++++ SELECTED PASSAGE

Pesticides come in several different categories and each has a descriptive name based on what the pesticide controls. This is a list of pesticide types followed by the pest they manage: insecticides control insects; fungicides -- fungi; herbicides -- weeds; miticides -- mites; and rodenticides -- rodents such as rats and mice.
Insects are one of our primary pests, so many people use insecticides. For years, insecticides like Dursban and Diazinon were very common. Homeowners liked to use these insecticides because they killed a wide variety of pests and the effects lasted a while.
These insecticides were withdrawn from the homeowner market several years ago due to potential health risks.
When these chemicals were withdrawn, a class of insecticides called the pyrethroids took their place.
The pyrethroids tend to be lower in toxicity to people. This is a good thing. Pyrethroids still kill insects quickly and are less toxic in some environmental settings.

++++++++

§ WHAT NEEDS TO BE DONE: Pick up the passage on pesticides after its final sentence and keep it going. The items that follow were taken from a different source than the text on pesticides.

++++ GIVEN INFORMATION

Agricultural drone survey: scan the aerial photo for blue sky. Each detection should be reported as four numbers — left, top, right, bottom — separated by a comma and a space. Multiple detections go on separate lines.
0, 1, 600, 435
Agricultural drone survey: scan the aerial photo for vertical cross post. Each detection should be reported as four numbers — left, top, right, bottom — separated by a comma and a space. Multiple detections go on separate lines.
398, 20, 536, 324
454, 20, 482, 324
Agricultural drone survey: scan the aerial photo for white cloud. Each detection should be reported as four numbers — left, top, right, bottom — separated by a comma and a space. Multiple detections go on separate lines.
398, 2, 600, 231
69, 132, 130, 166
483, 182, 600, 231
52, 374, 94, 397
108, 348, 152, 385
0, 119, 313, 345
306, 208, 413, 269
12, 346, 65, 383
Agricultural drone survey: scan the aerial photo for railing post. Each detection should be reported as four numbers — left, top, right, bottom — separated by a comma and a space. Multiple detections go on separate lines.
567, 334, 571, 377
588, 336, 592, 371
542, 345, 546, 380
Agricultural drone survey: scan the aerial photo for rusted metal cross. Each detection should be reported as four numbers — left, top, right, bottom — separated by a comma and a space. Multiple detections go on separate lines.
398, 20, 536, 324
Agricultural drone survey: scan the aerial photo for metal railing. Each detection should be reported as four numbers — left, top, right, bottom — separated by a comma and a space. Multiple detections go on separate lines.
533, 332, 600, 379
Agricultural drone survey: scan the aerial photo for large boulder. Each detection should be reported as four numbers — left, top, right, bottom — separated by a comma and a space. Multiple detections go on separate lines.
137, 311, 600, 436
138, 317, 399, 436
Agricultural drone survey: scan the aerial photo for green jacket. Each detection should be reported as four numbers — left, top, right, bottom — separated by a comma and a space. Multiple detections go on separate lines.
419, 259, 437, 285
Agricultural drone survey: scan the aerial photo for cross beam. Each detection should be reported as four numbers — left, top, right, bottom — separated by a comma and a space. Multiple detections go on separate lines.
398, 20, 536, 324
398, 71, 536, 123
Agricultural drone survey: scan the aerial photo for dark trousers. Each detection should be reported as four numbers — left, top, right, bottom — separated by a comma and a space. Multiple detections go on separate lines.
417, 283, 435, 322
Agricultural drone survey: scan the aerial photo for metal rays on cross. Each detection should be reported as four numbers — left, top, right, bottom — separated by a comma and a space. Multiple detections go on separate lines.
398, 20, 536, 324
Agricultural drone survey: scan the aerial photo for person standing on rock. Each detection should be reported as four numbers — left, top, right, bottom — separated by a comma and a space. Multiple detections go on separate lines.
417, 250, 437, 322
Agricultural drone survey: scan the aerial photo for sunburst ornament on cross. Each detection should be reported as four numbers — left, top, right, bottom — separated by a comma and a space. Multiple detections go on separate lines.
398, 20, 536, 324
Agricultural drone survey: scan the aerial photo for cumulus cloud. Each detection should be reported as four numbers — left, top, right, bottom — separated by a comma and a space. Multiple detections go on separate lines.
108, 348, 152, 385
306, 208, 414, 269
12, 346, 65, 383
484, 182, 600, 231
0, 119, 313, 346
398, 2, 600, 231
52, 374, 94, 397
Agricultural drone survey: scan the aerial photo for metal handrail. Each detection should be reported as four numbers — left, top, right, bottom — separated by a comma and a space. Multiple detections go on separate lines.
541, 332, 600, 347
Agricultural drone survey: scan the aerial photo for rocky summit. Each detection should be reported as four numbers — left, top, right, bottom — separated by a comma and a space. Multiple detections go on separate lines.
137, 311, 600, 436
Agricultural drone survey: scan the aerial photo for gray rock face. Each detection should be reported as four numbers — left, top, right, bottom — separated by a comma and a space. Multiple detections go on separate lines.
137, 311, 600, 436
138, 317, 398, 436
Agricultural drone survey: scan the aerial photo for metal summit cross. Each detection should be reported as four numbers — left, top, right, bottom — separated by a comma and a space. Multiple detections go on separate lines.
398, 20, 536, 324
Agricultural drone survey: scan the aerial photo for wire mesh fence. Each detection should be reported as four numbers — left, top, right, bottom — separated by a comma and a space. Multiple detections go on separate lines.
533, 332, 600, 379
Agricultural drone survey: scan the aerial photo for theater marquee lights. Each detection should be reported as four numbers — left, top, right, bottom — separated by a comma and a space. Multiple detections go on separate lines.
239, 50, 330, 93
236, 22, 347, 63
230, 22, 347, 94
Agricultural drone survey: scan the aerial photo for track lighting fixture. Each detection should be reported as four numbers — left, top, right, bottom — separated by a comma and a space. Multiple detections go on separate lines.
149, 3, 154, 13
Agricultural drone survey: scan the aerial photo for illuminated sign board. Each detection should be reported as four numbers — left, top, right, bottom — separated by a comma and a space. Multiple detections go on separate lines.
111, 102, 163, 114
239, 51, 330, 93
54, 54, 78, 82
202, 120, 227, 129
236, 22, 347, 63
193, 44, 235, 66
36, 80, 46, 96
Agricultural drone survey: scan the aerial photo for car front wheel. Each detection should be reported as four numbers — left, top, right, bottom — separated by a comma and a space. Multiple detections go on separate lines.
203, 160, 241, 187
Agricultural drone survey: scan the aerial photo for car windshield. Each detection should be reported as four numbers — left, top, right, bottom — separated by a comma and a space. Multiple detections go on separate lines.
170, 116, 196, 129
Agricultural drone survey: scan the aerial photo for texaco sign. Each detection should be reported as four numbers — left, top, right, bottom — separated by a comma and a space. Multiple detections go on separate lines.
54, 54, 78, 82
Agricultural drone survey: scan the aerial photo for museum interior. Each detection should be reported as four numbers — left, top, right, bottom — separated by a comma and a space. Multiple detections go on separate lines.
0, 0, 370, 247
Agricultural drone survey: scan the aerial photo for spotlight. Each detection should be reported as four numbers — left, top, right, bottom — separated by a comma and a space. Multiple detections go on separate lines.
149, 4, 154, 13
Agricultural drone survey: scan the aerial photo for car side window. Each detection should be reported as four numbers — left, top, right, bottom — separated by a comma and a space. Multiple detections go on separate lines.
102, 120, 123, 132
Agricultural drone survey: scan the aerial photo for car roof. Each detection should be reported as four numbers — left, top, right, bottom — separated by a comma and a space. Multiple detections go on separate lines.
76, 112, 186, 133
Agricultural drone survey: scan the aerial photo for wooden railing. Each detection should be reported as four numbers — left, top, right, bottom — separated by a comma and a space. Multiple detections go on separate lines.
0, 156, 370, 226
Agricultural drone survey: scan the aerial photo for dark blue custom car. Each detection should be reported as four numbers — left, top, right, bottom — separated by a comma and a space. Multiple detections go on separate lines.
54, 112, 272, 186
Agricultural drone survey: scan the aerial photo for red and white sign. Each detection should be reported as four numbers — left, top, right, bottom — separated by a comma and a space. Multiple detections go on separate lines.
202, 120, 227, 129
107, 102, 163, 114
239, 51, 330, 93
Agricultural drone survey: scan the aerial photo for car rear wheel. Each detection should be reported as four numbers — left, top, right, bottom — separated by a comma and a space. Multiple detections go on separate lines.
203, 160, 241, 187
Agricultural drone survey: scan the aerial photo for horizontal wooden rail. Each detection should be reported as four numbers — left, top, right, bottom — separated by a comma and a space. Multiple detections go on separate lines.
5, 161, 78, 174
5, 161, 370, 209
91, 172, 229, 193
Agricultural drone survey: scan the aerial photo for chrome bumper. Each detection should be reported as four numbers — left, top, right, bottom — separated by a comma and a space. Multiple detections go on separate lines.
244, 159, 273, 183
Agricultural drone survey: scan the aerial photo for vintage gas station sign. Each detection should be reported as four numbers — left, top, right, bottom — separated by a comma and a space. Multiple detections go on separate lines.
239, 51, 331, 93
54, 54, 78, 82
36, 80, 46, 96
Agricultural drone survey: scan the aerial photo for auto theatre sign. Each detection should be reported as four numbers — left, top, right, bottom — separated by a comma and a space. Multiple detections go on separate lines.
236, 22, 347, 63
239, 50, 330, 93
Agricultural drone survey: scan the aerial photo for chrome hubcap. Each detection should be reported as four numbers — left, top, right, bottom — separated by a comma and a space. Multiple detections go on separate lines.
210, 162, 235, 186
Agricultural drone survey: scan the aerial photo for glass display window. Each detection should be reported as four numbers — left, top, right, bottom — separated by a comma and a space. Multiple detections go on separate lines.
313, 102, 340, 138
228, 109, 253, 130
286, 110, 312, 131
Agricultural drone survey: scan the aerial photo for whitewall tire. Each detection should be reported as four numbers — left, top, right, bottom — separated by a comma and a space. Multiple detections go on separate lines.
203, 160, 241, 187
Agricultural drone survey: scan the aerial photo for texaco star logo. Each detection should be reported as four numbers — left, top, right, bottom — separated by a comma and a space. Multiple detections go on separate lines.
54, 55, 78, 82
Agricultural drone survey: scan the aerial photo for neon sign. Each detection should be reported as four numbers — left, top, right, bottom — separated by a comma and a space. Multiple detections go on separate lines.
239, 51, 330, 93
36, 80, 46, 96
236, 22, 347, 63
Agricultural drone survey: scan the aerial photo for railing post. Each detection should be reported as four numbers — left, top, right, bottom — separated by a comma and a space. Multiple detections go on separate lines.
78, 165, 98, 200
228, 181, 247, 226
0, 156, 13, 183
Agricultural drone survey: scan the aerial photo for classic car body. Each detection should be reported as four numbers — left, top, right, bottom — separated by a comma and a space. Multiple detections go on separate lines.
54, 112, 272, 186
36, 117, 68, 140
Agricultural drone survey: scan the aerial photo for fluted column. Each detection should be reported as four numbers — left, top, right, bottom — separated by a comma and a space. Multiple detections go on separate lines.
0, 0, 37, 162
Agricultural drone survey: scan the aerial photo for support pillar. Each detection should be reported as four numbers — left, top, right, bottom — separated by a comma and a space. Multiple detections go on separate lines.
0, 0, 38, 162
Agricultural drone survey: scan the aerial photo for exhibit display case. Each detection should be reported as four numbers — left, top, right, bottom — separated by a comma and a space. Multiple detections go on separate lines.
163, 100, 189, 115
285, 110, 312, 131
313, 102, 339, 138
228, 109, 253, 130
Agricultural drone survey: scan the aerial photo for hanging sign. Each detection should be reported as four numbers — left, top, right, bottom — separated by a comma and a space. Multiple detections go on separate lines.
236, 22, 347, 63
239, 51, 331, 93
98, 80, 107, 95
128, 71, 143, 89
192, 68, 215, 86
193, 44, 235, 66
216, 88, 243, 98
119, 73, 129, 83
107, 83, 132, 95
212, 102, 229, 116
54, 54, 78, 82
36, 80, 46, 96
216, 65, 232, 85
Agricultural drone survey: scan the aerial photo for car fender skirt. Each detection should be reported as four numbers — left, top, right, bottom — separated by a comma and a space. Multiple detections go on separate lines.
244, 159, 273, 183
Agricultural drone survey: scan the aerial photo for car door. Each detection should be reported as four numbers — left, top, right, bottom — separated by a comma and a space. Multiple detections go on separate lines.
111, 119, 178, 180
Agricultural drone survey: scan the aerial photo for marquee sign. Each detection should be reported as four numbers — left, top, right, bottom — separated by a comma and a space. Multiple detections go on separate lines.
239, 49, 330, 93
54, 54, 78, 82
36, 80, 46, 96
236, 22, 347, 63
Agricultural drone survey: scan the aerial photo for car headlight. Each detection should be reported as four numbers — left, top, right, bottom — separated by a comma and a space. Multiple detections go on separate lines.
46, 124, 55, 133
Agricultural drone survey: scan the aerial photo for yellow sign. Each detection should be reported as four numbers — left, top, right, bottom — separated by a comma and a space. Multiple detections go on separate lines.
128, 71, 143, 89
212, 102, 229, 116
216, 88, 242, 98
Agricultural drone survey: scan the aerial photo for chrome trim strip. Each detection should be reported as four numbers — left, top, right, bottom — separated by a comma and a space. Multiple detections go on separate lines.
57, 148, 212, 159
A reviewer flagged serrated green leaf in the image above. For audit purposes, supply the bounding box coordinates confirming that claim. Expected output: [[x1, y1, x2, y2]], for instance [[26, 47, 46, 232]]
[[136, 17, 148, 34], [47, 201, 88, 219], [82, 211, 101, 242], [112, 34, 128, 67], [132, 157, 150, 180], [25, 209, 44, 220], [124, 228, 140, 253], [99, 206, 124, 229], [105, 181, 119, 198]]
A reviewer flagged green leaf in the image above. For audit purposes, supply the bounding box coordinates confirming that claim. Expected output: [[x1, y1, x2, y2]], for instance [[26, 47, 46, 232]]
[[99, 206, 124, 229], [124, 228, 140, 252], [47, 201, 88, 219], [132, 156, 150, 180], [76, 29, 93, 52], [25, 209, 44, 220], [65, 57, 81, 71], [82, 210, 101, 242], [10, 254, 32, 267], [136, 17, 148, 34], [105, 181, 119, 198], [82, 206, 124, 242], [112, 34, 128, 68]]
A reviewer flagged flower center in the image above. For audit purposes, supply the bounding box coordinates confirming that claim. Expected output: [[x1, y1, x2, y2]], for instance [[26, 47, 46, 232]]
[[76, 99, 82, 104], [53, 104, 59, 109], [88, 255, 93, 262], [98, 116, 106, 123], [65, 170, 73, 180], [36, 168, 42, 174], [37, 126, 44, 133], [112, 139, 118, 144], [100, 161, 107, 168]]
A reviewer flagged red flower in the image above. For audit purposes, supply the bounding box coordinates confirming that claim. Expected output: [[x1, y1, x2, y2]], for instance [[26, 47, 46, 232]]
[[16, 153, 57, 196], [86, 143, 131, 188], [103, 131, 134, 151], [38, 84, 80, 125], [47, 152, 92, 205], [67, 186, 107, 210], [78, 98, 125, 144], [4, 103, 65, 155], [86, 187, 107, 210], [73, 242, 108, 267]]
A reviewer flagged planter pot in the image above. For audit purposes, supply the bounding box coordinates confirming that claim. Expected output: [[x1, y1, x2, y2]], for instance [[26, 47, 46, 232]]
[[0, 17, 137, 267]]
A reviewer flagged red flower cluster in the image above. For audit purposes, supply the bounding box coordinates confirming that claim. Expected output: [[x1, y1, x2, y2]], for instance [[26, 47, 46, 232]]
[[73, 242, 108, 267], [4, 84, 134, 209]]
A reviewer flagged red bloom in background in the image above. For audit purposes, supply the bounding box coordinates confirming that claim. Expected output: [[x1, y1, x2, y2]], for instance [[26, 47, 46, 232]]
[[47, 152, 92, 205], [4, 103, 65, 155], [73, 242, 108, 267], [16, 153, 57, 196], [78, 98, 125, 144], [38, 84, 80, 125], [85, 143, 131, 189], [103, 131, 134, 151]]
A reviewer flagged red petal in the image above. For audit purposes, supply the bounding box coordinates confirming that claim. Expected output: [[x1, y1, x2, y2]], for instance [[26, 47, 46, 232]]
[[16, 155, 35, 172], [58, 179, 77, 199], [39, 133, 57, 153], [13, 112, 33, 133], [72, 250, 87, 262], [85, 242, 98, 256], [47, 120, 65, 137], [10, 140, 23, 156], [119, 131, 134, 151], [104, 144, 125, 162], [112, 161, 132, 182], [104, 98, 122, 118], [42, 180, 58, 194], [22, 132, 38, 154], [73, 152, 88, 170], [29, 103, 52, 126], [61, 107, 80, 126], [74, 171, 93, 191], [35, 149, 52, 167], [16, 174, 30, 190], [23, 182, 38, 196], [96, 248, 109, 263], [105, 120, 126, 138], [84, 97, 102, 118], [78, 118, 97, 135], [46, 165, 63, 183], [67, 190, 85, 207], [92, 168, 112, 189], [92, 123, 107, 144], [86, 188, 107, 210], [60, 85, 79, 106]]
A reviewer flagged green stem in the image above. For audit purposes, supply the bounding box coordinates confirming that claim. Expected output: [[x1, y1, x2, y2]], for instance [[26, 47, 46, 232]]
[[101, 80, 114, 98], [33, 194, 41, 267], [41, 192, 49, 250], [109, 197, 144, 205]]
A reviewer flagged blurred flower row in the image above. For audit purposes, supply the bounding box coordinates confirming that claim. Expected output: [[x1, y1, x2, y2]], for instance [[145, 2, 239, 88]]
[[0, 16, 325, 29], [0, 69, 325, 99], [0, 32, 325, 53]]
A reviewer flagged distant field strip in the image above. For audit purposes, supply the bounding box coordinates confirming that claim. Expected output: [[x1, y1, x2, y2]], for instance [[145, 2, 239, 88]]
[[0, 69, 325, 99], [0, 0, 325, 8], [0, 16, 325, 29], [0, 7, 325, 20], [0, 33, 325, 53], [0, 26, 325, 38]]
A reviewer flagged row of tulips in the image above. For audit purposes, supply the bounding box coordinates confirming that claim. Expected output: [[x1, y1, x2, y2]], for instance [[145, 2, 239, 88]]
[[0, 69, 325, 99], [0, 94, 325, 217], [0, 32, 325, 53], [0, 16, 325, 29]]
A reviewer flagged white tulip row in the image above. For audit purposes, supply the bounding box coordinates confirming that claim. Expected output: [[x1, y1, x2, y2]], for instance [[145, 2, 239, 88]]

++++++++

§ RESPONSE TO THE TASK:
Pyrethroids, however, tend to cling to soil. Research shows that they are building up in the sediment of our streams, rivers and lakes. Pyrethroids are also toxic to aquatic life -- fish and benthic invertebrates. Benthic invertebrates are the small creatures without a backbone that live in the sediment in the bottom of bodies of water. Pyrethroids can kill these invertebrates that are the basis of the food chain in aquatic environments. In this way, pyrethroids can affect all creatures near the water -- fish, birds, mammals, etc.
How do you know if you are using a pyrethroid? Read the label. The name of the active ingredient is in small print on the label. If the name ends with -thrin or -ate, then it is a pyrethroid. Examples include cyfluthrin, permethrin and esfenvalerate. These are synthetic pyrethroids. One thing to note that you may find pyrethrin, as well, but it is a naturally derived chemical that breaks down more quickly than pyrethroids. (I usually do not get this technical in my columns, but I wanted you to understand what you are using.)
Commercial pesticide applicators will see changes in the way that pyrethroids are labeled to be used. Homeowners can also help prevent pyrethroids getting in streams as well by following a few simple rules when using pyrethroids.
Using a pesticide is not necessarily bad for the environment. We just need to be careful.
We all use chemicals every day that can be toxic -- gasoline, medicines, cleaners, bleach and paint. We just need to use chemicals safely. Here are some tips to use pyrethroids (and other pesticides) so that they have less effect on the environment. For more ideas, see this website where I got some of this information: http://citybugs.tamu.edu/2012/02/20/using-pyrethroids-safely/.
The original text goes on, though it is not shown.